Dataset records
------------------------------------------------------------

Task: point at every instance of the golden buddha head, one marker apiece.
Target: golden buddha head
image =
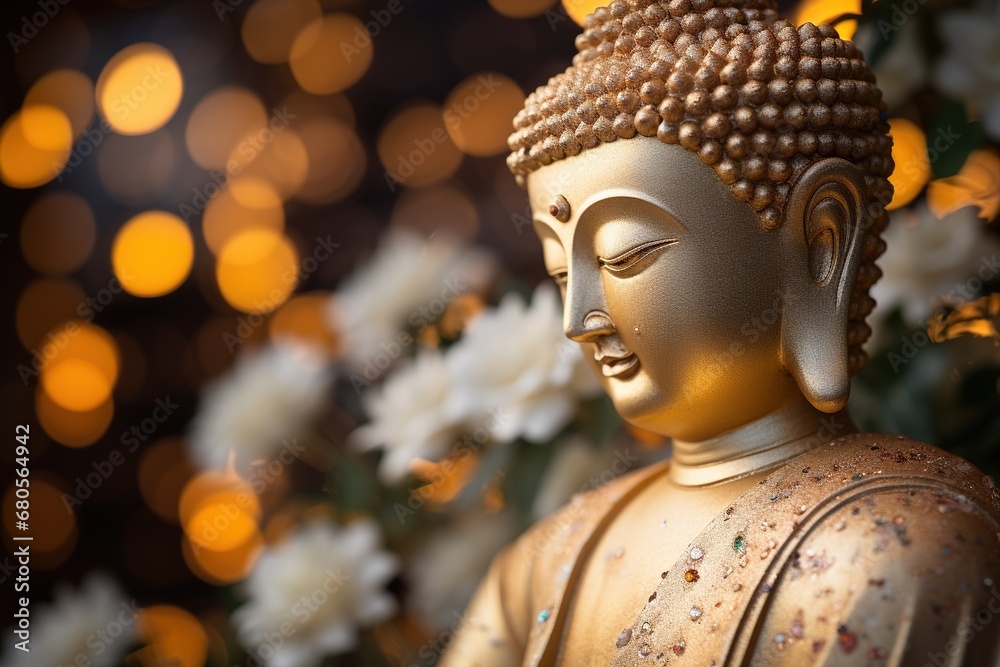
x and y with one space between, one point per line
709 185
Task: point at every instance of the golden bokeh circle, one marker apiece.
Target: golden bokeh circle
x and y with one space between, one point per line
139 89
478 112
227 120
416 150
71 428
152 254
271 26
257 270
337 161
248 203
819 12
331 54
304 318
23 164
172 637
80 367
579 10
68 90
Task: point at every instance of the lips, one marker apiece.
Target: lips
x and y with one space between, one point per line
618 367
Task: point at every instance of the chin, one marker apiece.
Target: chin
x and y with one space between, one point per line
639 402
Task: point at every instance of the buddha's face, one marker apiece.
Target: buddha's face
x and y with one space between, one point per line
670 284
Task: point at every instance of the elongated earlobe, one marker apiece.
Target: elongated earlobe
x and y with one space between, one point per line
825 221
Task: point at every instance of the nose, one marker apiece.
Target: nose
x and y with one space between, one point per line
582 322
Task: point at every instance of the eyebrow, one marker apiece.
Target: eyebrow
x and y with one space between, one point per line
547 219
647 201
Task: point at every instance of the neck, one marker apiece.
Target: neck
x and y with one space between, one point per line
760 445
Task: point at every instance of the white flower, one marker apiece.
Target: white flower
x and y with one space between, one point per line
903 68
267 399
969 69
314 591
516 360
406 285
410 416
928 260
445 570
94 625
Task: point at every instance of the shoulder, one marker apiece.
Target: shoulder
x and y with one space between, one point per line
535 568
898 567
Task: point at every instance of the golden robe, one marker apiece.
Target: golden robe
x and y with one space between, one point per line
869 550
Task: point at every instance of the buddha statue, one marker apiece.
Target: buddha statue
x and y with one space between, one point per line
709 184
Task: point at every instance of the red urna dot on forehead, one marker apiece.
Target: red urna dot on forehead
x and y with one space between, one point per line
559 209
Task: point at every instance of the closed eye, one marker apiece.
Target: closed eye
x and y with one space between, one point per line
630 258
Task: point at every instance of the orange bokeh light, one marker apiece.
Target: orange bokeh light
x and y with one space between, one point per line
83 369
271 26
248 203
415 148
579 10
818 12
226 120
257 270
73 428
152 253
331 54
24 163
304 318
219 511
139 89
68 90
477 113
336 161
172 637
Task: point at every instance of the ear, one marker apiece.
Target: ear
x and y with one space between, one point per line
825 222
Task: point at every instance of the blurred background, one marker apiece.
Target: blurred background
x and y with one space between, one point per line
279 328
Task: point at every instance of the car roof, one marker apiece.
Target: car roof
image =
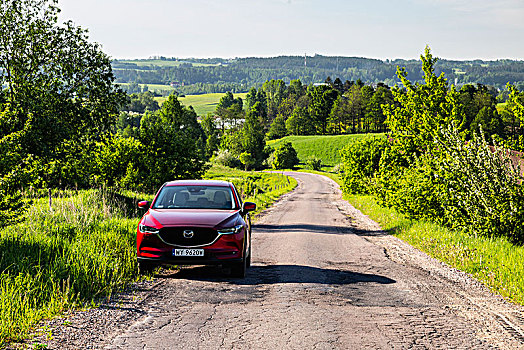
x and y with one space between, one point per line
198 183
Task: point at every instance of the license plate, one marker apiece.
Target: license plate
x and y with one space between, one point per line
188 252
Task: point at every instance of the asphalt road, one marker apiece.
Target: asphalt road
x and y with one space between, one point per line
323 277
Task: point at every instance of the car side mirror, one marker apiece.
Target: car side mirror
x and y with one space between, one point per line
248 206
143 205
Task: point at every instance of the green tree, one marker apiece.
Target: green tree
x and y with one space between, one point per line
253 136
300 123
55 88
322 98
54 91
422 109
490 121
211 132
173 145
277 129
285 156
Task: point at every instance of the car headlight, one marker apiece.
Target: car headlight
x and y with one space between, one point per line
148 229
230 230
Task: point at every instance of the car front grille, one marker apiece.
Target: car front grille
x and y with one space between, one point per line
182 237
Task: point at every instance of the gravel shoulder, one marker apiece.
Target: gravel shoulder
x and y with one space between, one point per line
324 276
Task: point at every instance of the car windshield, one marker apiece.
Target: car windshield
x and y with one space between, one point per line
195 197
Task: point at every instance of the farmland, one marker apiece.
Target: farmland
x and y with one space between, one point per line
324 147
206 103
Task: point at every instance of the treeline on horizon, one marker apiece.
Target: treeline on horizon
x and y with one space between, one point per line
238 75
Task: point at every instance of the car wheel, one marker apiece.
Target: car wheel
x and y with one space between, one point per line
146 267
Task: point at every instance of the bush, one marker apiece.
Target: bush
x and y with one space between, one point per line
285 157
483 186
338 169
314 163
360 161
226 158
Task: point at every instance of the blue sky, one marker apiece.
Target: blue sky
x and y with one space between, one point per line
454 29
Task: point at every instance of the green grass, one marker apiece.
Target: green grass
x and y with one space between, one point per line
324 147
64 256
152 87
260 188
82 249
206 103
163 63
494 261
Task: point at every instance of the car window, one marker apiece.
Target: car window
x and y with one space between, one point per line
195 197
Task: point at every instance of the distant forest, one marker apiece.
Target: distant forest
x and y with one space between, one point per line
240 74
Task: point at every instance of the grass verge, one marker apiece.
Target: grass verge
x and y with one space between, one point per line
496 262
81 248
64 255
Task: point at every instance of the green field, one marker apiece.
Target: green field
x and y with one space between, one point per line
324 147
164 63
152 87
205 103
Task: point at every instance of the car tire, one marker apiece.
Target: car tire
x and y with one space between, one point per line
146 267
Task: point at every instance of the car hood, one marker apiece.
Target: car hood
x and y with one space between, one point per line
183 217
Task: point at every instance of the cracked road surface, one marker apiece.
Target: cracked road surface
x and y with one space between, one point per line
324 276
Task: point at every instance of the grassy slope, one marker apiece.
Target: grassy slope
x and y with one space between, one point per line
83 248
206 103
324 147
494 261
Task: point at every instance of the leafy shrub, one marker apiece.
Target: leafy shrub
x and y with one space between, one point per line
226 158
285 157
247 159
484 187
360 161
314 163
338 169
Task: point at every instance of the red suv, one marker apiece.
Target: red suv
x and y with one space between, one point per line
195 222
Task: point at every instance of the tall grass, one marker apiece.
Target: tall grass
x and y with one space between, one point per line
495 261
81 248
69 254
260 188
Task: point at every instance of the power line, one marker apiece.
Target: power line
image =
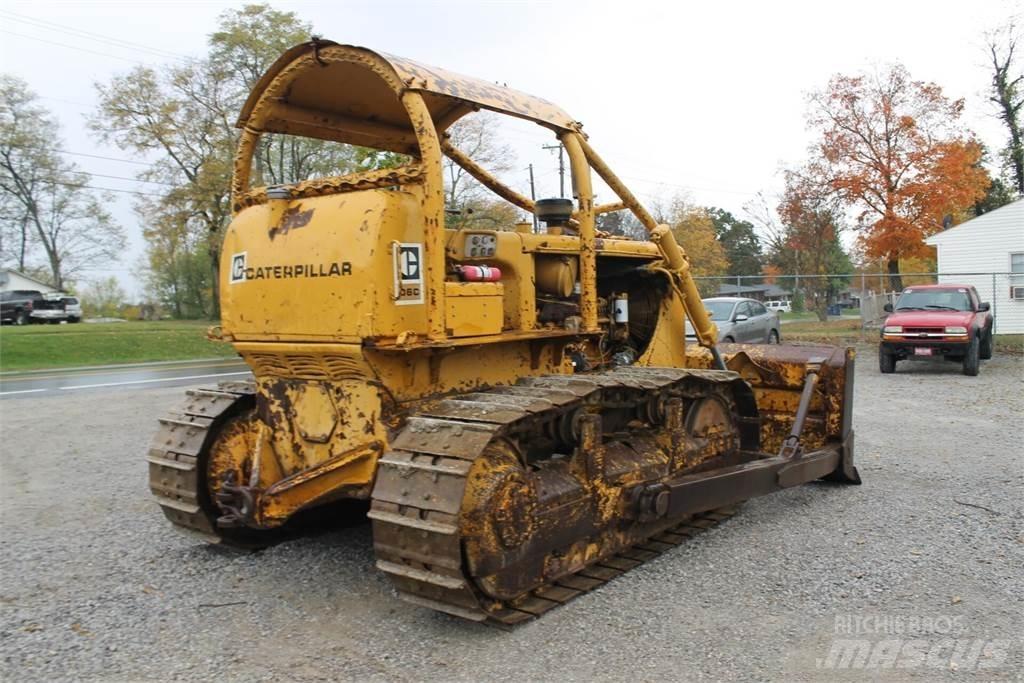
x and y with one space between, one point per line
74 47
121 177
82 154
88 35
123 161
105 189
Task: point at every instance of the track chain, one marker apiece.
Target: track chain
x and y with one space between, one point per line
421 480
174 456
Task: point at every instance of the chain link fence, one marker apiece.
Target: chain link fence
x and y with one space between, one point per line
864 295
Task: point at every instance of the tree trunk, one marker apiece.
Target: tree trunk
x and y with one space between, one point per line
215 271
895 281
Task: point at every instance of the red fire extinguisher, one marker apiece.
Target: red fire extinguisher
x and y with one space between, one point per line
478 273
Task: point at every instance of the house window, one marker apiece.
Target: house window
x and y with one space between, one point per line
1017 275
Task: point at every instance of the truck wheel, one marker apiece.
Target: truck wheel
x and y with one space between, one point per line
985 352
887 363
973 357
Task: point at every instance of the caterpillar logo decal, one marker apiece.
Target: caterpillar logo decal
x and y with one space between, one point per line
241 271
409 273
239 267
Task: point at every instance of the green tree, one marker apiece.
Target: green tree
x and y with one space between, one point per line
807 243
997 195
48 215
742 249
102 298
182 117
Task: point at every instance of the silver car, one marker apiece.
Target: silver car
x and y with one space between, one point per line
742 321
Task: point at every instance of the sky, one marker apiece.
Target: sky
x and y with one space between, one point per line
700 99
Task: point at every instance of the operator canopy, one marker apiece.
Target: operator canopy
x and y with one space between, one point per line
351 94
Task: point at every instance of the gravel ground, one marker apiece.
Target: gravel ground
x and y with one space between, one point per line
94 585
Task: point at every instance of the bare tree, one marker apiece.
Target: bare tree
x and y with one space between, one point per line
1008 95
47 209
466 200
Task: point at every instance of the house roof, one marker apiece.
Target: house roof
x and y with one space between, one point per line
1012 211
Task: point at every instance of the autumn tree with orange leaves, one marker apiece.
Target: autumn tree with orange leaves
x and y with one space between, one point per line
892 150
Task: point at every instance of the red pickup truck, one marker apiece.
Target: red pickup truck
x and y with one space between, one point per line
937 321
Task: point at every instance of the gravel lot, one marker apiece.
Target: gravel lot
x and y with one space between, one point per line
94 585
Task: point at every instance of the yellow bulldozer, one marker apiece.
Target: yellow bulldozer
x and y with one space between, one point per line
519 407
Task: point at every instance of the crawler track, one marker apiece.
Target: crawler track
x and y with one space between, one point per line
417 502
174 457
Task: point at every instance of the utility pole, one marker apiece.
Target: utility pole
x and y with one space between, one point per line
561 166
532 196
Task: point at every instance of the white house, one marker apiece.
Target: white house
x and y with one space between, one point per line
989 250
12 280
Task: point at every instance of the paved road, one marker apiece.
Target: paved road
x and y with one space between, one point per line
55 382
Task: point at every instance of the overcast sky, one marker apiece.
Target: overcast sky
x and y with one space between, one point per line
701 98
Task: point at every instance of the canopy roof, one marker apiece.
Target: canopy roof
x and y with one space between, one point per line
351 94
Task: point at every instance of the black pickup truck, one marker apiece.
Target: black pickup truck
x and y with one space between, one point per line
16 306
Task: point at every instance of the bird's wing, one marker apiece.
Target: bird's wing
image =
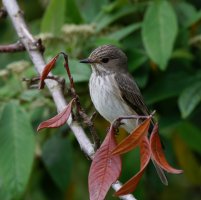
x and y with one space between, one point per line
131 93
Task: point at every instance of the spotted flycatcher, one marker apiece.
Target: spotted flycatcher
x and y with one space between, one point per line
113 90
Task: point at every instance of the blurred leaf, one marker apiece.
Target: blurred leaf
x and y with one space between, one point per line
187 161
187 13
58 120
158 153
189 99
119 35
72 12
106 40
10 89
138 58
90 8
57 157
182 54
190 134
104 19
159 31
54 17
170 85
17 147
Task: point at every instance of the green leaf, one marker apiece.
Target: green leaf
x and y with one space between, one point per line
189 99
72 12
57 157
170 85
104 19
119 35
159 31
188 161
17 147
54 17
187 14
90 8
190 134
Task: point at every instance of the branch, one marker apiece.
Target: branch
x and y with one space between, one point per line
30 44
12 48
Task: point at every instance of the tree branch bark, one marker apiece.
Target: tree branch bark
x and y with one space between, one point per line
30 44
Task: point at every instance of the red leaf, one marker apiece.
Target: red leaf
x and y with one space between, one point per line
46 71
158 154
133 139
57 120
145 154
105 168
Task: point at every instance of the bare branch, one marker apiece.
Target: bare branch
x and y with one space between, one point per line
12 48
30 44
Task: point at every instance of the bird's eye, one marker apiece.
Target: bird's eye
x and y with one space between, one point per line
105 60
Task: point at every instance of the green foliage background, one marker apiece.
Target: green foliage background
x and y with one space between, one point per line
163 42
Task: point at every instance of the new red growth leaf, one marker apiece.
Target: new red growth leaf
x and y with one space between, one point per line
145 154
46 71
133 139
105 168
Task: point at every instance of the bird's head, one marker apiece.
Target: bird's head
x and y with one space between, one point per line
107 58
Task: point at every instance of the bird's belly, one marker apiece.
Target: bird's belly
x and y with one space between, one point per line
108 102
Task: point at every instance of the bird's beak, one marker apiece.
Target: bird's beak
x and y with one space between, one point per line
87 60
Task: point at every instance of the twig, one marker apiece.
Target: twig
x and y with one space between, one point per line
18 47
87 120
29 42
12 48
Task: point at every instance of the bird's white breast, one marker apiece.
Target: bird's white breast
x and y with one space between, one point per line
107 100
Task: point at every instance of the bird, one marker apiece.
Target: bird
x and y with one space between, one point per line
114 91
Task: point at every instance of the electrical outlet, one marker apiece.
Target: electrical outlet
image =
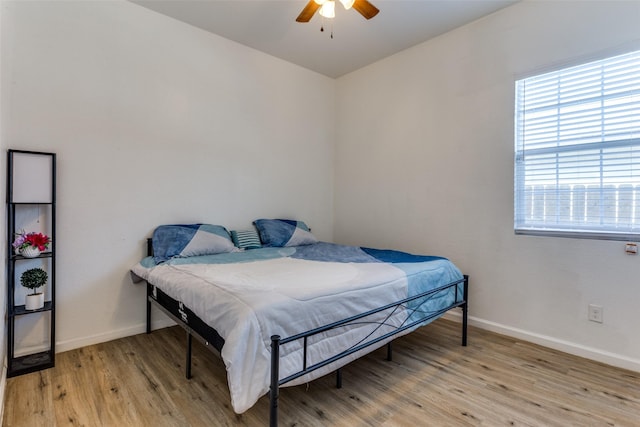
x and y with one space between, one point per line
595 313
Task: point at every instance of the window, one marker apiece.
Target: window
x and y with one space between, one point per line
577 154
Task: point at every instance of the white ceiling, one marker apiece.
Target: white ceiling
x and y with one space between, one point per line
270 26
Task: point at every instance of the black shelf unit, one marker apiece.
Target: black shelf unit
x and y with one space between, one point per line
21 198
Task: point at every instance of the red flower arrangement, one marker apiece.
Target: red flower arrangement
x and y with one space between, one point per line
37 240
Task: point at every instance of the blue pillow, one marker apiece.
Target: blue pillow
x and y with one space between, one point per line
246 239
185 240
284 232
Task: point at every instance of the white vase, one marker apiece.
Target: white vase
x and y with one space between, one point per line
30 252
34 301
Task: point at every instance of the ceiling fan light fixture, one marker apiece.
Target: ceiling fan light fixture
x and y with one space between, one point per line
347 3
328 9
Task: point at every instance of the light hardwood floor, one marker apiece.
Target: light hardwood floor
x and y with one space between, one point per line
432 381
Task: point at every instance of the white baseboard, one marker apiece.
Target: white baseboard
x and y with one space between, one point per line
598 355
111 335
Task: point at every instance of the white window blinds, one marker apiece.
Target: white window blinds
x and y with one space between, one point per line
577 156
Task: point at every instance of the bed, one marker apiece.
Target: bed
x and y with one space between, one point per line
290 309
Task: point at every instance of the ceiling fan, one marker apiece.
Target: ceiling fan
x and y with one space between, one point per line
327 9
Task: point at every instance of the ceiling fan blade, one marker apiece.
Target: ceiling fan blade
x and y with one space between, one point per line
365 8
308 11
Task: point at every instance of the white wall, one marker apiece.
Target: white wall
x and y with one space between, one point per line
155 122
424 162
3 228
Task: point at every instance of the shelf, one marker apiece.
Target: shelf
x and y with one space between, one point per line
30 363
19 310
20 257
31 204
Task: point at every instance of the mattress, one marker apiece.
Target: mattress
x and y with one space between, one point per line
251 295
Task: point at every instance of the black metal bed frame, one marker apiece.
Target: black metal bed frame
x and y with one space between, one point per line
194 326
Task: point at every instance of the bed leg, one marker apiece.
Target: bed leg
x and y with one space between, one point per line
188 361
275 378
148 308
464 310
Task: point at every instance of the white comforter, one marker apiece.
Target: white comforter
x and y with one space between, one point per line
249 302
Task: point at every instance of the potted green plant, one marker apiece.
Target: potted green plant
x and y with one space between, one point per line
34 279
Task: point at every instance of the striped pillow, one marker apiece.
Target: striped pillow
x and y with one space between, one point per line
246 239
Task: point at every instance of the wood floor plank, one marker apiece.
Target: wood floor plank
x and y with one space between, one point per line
432 380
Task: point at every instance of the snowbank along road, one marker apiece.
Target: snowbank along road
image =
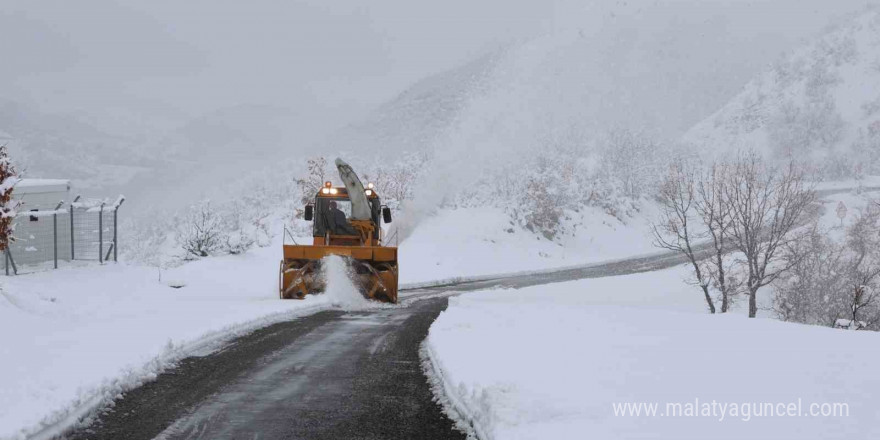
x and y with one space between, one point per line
332 375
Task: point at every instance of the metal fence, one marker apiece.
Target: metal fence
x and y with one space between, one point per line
82 230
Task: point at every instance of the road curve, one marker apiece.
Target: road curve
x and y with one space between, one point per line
333 375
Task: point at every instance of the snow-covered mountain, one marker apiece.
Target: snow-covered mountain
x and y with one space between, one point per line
59 145
821 101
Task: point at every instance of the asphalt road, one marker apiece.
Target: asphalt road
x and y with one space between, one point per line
332 375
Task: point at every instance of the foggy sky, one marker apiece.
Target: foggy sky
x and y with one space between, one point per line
143 64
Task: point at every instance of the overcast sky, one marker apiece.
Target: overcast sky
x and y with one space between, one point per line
168 59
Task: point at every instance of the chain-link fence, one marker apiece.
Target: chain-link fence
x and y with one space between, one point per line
82 230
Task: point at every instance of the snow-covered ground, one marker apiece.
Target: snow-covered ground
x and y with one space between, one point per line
552 361
76 336
481 241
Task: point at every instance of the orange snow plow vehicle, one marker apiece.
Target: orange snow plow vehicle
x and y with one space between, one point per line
346 222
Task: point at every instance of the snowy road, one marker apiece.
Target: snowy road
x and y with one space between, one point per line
333 375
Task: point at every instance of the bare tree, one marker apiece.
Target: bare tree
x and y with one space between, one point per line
314 180
863 269
200 232
8 206
809 292
766 205
676 230
717 219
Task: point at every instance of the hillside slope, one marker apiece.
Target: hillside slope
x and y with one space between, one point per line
821 102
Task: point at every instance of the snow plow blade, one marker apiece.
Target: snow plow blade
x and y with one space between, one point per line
373 270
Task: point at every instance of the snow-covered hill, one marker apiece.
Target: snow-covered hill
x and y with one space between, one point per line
821 101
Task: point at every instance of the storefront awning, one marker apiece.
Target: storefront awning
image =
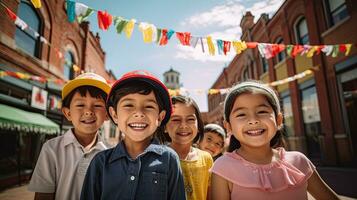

------------------------------------------------------------

**Written exercise**
From the items above, copy every line that contains the string "ceiling", matching case exactly.

**Complete response**
Task: point at every instance of the white ceiling, one marker apiece.
Target: white ceiling
Task: point at every instance of the ceiling fan light fixture, one marker apiece.
Target: ceiling fan light fixture
Task: point at every instance of the ceiling fan, one marker apiece.
Target: ceiling fan
Task: point at every instance of the ceiling fan blade, one marker apiece.
Target: ceiling fan blade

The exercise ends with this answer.